▶ **Given instruction**
Copy out the lines of the data below word for word, starting with the line that contains "Exercise. Mark the white porch" and going on through the last line of the data.

▶ **Records shown**

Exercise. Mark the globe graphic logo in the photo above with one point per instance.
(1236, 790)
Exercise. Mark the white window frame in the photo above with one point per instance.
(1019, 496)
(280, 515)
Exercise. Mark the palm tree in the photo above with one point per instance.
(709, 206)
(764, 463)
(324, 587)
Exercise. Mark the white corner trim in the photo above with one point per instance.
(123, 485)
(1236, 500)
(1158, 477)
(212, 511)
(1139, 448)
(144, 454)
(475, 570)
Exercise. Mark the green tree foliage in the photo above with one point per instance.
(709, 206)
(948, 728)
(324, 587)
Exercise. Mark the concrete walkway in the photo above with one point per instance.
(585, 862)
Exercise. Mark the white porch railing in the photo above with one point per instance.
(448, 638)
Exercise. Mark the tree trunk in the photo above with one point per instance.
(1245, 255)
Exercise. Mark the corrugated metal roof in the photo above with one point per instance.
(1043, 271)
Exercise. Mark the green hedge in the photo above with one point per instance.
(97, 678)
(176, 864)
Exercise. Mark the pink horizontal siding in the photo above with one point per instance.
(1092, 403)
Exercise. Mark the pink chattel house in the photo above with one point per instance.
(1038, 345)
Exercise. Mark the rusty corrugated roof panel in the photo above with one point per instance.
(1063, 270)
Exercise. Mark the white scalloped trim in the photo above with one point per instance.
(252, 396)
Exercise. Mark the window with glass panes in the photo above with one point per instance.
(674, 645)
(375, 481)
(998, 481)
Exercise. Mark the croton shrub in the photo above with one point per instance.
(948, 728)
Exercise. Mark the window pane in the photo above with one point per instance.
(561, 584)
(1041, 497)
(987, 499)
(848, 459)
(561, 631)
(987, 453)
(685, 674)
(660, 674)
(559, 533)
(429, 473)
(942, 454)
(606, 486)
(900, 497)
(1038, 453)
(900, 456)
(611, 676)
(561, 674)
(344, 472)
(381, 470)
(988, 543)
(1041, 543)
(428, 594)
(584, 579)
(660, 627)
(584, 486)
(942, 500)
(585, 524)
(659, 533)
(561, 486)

▶ **Result**
Exercise. Mark the white porch railing in the photo above with one point per instance.
(448, 638)
Exercise. Mark the tree trunk in the photo above with one point per instance.
(1245, 255)
Exercise. Mark the corrugated metal roof in the photo above with one point per instance.
(1043, 271)
Exercise. Mark the green hedge in the photo above with one point per instance.
(97, 678)
(176, 864)
Exercise. Mark the pink horizontal siding in the photo above with one point per instance.
(1092, 403)
Exercise. Mark the pink chattel house in the photo above with one point per instance.
(1038, 345)
Exercise. Mark the rusty corrugated roof panel in the photo above with one point per instance.
(1063, 270)
Exercise. Mark the white scalloped trim in the photo above with one point per instance.
(252, 396)
Exercise. Mark the window with glass panes in the photo above with one point per instance.
(674, 645)
(375, 481)
(998, 481)
Exercise. Mark the croton shrub in the photo above with one point per instance.
(948, 728)
Exercise. Mark the window pane in the photo above with one point per instance.
(561, 584)
(1041, 497)
(987, 499)
(848, 459)
(561, 631)
(987, 453)
(685, 674)
(660, 674)
(559, 533)
(429, 473)
(942, 454)
(606, 486)
(900, 497)
(1038, 453)
(900, 456)
(611, 676)
(561, 674)
(344, 472)
(381, 470)
(988, 543)
(1041, 543)
(428, 594)
(584, 579)
(660, 627)
(584, 486)
(942, 500)
(585, 524)
(659, 533)
(561, 486)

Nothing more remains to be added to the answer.